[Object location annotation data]
^^^^^^^^
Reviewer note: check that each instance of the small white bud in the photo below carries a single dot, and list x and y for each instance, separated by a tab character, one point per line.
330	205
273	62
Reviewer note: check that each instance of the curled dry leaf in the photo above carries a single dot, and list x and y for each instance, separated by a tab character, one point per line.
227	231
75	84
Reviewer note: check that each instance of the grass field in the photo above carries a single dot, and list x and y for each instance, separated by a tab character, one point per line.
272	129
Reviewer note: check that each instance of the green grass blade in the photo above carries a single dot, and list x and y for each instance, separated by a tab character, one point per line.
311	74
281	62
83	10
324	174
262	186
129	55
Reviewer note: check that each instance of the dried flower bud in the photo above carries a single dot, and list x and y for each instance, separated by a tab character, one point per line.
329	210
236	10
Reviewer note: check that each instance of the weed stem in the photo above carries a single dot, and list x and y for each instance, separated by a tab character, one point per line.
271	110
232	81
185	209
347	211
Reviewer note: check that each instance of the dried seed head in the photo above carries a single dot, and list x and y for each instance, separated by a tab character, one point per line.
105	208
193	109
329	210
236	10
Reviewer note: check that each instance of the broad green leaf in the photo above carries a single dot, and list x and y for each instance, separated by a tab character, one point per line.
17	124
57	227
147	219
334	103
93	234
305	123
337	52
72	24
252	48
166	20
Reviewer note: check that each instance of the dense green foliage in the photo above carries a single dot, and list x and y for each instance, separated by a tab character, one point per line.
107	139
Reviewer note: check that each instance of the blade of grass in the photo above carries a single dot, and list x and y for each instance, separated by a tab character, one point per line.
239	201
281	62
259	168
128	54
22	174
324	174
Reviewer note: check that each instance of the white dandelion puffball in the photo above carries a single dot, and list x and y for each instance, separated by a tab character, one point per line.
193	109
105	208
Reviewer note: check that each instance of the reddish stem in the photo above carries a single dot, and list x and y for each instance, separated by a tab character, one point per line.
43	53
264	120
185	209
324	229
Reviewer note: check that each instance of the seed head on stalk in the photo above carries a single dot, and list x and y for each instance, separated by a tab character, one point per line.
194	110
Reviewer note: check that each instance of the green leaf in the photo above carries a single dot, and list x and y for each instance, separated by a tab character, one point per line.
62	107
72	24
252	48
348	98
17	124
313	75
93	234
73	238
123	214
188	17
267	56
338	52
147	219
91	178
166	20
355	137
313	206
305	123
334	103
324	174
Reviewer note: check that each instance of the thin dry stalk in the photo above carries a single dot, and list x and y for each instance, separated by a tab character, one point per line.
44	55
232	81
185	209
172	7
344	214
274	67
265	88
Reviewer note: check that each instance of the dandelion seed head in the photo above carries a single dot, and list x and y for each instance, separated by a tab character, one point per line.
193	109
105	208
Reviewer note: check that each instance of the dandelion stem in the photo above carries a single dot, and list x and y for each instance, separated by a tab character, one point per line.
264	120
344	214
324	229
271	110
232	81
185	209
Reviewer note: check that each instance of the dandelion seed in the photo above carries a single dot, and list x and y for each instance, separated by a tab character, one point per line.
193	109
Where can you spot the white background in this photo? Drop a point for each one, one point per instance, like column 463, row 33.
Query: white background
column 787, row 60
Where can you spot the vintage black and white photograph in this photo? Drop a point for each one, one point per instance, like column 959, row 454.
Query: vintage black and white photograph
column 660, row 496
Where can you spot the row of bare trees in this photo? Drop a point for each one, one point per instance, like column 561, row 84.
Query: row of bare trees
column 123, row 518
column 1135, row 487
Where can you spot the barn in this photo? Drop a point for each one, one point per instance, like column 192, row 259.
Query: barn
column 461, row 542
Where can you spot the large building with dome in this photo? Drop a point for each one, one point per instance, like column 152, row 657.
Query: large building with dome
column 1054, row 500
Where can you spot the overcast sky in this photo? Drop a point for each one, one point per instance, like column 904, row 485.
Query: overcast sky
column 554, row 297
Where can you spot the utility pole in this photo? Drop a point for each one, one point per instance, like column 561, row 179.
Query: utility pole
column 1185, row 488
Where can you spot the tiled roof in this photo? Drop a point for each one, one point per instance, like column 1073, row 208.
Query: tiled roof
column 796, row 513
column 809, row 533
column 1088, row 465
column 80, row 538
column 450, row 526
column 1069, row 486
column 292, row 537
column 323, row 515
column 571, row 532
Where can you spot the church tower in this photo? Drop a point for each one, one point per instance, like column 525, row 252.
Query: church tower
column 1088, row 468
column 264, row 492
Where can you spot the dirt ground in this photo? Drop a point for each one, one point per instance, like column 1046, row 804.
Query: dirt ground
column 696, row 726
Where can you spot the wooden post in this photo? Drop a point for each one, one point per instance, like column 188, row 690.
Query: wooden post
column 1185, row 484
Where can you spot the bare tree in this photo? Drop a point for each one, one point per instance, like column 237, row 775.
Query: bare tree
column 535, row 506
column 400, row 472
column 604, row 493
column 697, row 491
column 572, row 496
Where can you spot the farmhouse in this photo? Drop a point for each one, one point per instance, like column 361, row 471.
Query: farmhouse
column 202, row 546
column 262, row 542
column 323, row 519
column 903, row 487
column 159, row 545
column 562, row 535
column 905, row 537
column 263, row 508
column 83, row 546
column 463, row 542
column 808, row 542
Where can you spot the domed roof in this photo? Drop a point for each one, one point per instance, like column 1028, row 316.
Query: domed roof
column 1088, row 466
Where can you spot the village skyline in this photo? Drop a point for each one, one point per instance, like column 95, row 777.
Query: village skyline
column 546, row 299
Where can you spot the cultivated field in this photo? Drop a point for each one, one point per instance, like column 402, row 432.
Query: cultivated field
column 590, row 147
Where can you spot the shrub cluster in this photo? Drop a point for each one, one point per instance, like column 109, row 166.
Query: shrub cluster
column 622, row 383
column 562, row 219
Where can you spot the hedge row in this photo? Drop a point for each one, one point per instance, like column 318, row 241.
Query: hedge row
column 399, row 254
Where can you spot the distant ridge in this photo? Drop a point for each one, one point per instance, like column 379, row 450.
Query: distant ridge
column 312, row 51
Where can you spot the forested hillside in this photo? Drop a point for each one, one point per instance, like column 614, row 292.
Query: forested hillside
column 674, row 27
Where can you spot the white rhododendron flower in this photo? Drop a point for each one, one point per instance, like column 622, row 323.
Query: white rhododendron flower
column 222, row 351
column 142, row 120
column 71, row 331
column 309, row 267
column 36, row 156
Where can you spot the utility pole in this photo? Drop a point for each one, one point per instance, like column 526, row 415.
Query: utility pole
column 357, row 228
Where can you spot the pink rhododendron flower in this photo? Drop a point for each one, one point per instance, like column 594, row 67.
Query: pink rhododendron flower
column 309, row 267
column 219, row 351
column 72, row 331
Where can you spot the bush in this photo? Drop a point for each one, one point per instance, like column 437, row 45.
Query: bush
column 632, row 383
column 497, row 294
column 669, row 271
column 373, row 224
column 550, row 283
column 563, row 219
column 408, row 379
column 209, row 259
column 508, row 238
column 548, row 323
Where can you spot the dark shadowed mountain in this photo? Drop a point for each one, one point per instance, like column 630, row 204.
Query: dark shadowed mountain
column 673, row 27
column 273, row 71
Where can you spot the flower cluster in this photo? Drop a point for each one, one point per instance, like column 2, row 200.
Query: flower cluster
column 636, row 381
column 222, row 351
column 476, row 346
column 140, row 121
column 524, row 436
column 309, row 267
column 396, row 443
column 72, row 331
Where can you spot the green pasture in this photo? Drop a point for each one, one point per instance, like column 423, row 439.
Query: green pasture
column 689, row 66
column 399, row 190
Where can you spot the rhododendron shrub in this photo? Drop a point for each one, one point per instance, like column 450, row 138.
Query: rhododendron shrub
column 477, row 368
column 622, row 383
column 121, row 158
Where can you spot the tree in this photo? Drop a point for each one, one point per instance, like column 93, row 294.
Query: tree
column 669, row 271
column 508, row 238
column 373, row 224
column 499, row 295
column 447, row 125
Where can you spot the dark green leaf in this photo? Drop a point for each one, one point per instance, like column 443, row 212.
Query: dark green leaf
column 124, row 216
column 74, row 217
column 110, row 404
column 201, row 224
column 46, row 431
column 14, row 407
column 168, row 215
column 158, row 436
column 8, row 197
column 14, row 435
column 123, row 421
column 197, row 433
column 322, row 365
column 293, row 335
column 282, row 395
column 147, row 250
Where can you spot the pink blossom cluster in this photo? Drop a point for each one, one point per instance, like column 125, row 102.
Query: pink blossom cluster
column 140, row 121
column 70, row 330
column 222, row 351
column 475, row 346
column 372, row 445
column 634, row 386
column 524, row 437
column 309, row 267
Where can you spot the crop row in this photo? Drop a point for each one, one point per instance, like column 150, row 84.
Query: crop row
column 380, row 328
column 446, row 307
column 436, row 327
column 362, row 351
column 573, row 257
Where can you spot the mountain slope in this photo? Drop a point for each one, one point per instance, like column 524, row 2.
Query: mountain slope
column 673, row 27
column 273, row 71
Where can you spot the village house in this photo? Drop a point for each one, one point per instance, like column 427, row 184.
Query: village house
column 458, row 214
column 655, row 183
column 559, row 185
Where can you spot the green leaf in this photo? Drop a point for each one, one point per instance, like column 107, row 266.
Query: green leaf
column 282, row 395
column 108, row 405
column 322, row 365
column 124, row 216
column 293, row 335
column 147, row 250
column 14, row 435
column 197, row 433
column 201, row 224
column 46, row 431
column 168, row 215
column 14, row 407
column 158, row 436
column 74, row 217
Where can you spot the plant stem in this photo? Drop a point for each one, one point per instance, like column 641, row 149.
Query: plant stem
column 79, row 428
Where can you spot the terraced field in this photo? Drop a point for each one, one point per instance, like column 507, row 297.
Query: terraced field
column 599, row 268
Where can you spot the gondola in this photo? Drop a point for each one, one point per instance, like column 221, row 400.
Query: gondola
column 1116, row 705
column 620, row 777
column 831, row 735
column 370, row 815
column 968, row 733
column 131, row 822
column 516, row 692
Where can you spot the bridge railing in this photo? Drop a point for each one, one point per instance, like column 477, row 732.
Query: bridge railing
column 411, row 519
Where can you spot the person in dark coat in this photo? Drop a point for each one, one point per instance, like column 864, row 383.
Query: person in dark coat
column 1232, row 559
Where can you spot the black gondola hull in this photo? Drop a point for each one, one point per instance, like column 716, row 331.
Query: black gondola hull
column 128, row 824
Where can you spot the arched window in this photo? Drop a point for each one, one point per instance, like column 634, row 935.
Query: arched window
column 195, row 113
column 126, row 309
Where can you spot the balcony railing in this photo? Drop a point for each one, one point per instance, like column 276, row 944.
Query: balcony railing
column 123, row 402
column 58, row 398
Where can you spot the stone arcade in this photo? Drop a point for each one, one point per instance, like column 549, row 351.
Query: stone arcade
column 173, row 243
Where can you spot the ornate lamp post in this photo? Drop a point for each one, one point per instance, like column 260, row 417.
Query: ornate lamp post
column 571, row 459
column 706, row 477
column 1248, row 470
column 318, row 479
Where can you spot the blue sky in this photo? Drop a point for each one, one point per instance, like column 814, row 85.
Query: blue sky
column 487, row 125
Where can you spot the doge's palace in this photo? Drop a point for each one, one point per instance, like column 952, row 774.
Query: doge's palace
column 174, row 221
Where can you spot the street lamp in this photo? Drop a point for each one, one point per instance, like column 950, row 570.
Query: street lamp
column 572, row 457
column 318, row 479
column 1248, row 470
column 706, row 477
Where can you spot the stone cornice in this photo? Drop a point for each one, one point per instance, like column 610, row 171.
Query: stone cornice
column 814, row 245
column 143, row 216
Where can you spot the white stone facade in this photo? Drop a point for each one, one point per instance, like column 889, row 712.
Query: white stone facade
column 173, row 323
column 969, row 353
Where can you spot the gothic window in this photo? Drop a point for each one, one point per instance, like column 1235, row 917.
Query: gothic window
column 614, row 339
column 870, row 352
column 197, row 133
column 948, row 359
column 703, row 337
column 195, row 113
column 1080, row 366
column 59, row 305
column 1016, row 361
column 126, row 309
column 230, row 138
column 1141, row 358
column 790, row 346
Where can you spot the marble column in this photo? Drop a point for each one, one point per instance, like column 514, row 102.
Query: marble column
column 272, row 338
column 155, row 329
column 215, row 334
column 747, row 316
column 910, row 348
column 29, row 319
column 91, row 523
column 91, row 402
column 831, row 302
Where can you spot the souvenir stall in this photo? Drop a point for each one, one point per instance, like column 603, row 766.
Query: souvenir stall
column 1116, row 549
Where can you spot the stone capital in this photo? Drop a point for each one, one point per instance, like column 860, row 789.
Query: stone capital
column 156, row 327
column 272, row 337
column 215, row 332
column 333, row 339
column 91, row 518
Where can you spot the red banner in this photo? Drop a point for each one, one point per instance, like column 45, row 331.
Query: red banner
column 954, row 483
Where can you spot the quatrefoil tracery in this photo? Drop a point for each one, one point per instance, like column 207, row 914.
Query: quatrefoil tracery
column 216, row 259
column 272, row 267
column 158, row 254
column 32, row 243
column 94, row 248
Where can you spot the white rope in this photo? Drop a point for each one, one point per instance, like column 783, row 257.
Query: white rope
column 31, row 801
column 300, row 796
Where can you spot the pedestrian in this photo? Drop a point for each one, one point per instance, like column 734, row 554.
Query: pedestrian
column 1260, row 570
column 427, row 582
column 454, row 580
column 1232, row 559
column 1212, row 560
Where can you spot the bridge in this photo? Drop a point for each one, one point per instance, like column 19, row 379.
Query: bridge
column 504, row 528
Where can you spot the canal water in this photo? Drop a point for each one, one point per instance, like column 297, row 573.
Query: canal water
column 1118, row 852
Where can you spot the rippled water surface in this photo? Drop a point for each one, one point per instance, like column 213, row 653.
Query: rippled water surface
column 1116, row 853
^^^^^^^^
__Task directions__. Print only the lines from the one with "Where can you spot the souvenir" to the end of the records, both included.

__Correct result__.
Where can you spot the souvenir stall in this photo? Drop a point for each one, one point per instance, like column 603, row 766.
Query: souvenir stall
column 1116, row 549
Where can you spot the stone capital in this photo? Drop a point for each one, one point per instance, like column 860, row 789.
Query: stone capital
column 156, row 327
column 272, row 337
column 215, row 332
column 333, row 339
column 91, row 518
Where can you spot the red banner in this photo? Drop a point for each one, one point per instance, like column 45, row 331.
Query: red banner
column 954, row 483
Where can you spot the quatrefoil tracery in this photo? Drop a point for each one, one point per instance, like column 207, row 914.
Query: quatrefoil tracery
column 216, row 259
column 272, row 267
column 158, row 254
column 32, row 243
column 94, row 248
Where can you spot the white rope in this photo? Drop a point for each one, one point per instance, like column 783, row 257.
Query: white rope
column 31, row 801
column 300, row 796
Where can you spot the pedestrian in this photo? Drop a point for each one, one point per instance, like column 734, row 554.
Query: pedestrian
column 1260, row 570
column 427, row 582
column 454, row 580
column 1232, row 559
column 1212, row 560
Where can you spot the bridge in this photo? Drop a point for each one, one point per instance, like column 19, row 379.
Query: bridge
column 504, row 528
Where can you spot the canal water in this photo? Drop a point for each one, one point per instance, like column 297, row 573.
Query: canal water
column 1118, row 852
Where can you spot the rippled water surface in this photo? Drop a point for each one, one point per instance, like column 213, row 653.
Query: rippled water surface
column 1116, row 853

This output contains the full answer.